New Work For November
From

Matsu Kaze Woodworking

Aloha everyone. Much going on in around the shop and Hilo town lately.
I completed another Isho yaro, a single section tansu this month.
It measures 17x34x36.
It is made of some exceptionally nice flat sawn koa. Most of the koa milled in Hawaii is quarter sawn. Quartering, will give you the best chance of catching a glimmer of curl figure. A little bit of curl isn't worth losing the some of the gorgeous swirling figure that a flat sawn koa board can exhibit.
I flat saw a large portion of the logs I bring in. This particular tree was pretty lively in figure. The flatsawn faces are filled with circular swirls and little babbles. The top drawer has a splash of  little bird's eye that looks like the Milky Way, 


and then as you can see, the whole piece has a ruffled golden crushed velvet look.
THIS is GREAT Wood!

Exercise task A:
Decide whether each statement agrees with the woodworking post, answering yes or no and quoting the words from the post that settle it: (i) the finished tansu measures 17x34x36; (ii) most of the koa milled in Hawaii is flat sawn; (iii) the figure on the top drawer is compared to the Milky Way.
The woodworking post and the entries that follow it have no connection to each other.

Available records:
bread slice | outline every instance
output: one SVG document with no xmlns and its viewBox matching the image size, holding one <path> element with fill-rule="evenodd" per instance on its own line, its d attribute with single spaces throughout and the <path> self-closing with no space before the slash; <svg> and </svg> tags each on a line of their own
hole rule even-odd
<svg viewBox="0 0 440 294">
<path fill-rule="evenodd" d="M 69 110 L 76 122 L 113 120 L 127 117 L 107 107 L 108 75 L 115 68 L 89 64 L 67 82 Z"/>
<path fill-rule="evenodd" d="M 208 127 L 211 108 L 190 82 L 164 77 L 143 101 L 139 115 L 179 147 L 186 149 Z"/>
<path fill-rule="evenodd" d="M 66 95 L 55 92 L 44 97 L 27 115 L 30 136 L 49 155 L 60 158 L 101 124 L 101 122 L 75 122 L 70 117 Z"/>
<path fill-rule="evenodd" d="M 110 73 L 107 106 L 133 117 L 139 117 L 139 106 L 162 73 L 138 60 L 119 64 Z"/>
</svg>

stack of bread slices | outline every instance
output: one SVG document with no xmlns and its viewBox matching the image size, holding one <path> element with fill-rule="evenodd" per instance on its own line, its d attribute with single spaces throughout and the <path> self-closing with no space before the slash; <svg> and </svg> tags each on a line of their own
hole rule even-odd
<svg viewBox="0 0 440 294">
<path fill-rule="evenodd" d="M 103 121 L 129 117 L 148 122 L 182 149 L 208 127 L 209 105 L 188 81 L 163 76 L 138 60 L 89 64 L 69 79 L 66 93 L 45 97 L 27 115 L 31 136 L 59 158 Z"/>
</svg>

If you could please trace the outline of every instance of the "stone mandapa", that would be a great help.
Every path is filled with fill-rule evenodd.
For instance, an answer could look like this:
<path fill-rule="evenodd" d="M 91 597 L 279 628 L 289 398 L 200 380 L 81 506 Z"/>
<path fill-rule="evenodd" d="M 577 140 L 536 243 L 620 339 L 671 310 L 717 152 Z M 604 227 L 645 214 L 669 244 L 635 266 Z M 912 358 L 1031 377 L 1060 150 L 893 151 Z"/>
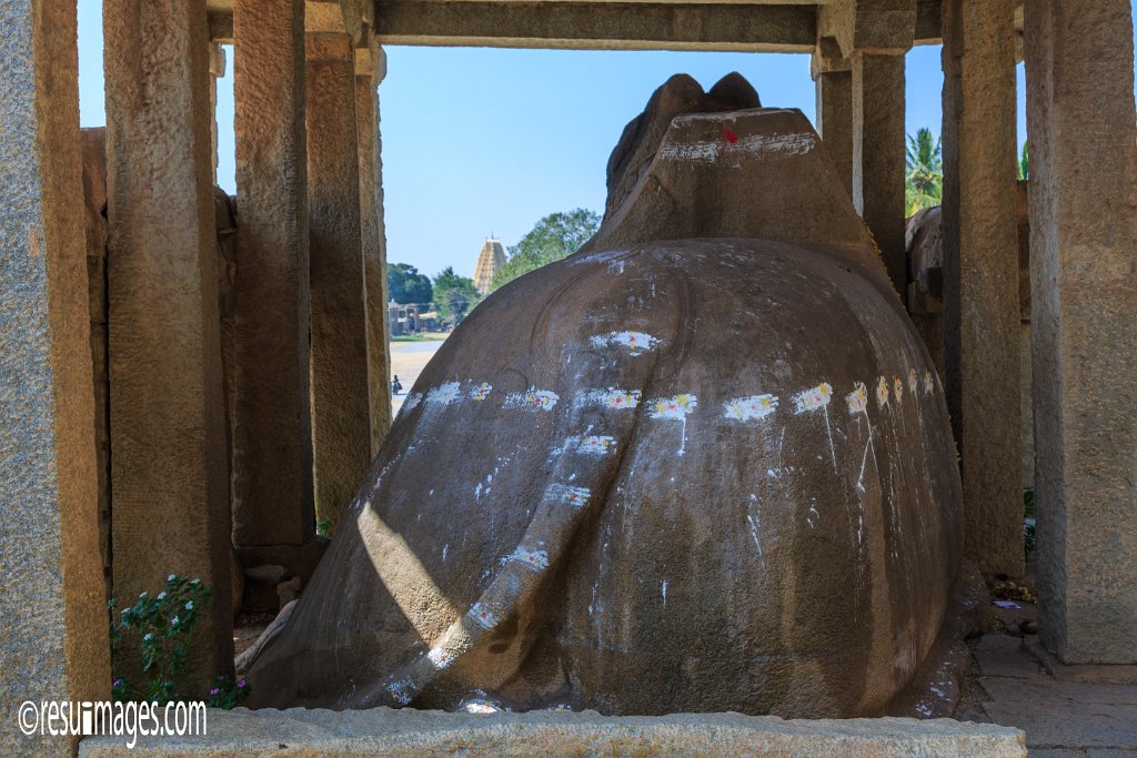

Exercise task B:
Duplicate everything in the entries from the line containing "If you could" down to the end of the entries, with both ends included, and leave the pictures out.

Task answer A:
(i) Yes: "It measures 17x34x36."
(ii) No: "Most of the koa milled in Hawaii is quarter sawn."
(iii) Yes: "little bird's eye that looks like the Milky Way"

Task answer B:
If you could please trace the outline of every instance of the "stone mandapa", that would be a great help.
Every path is filled with fill-rule evenodd.
For instance, an answer could look like this:
<path fill-rule="evenodd" d="M 91 597 L 279 628 L 289 398 L 200 380 L 81 506 Z"/>
<path fill-rule="evenodd" d="M 577 140 L 536 243 L 620 339 L 671 310 L 717 152 Z M 604 227 L 645 214 L 669 244 L 635 266 Z M 912 358 L 1031 377 L 1060 150 L 893 151 Z"/>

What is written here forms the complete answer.